--- START OF Exercise data ---

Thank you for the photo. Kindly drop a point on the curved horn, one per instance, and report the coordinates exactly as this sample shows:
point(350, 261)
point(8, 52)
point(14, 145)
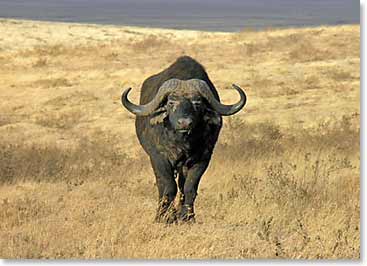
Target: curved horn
point(222, 109)
point(147, 109)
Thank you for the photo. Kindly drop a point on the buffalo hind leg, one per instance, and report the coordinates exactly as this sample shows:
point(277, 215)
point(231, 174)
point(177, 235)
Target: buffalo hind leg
point(190, 190)
point(181, 183)
point(167, 189)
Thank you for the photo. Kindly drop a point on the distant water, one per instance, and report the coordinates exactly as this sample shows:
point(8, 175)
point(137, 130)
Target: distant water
point(212, 15)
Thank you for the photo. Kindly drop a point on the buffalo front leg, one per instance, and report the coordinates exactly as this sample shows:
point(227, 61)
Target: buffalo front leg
point(167, 189)
point(190, 190)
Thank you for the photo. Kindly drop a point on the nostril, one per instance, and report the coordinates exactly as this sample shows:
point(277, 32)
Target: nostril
point(184, 122)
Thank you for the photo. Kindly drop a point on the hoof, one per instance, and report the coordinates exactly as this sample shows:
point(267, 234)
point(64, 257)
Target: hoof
point(187, 214)
point(166, 213)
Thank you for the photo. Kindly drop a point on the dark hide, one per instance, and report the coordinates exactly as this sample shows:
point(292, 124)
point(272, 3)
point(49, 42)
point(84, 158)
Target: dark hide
point(172, 153)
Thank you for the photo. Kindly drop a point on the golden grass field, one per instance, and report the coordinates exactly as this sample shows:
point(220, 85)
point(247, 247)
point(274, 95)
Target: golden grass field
point(284, 181)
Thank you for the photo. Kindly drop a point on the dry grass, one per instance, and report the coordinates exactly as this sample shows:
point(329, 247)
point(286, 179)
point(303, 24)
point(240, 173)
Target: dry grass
point(74, 183)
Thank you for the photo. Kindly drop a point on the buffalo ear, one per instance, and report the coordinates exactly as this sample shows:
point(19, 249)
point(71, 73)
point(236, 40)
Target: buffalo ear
point(212, 117)
point(158, 116)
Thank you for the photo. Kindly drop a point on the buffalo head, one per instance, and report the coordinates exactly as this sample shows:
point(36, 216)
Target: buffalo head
point(184, 103)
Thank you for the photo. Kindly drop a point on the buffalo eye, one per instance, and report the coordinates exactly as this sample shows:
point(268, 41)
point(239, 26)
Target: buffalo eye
point(171, 103)
point(196, 103)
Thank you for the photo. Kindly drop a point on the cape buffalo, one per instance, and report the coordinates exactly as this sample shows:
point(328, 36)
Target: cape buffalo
point(178, 123)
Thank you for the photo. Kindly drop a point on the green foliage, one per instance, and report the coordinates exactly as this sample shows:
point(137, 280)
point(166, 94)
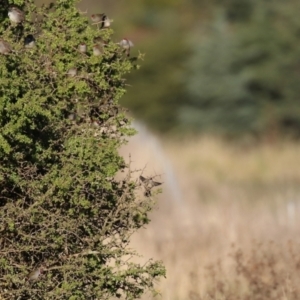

--- END OF Exercise data ---

**Request:**
Extract every line from the rows above that contains the word "nostril".

**Response to the exercise:**
Thank you for the photo. Kindly drop a point on the nostril, one per instance, and report the coordinates exactly as this sample shows:
Target: nostril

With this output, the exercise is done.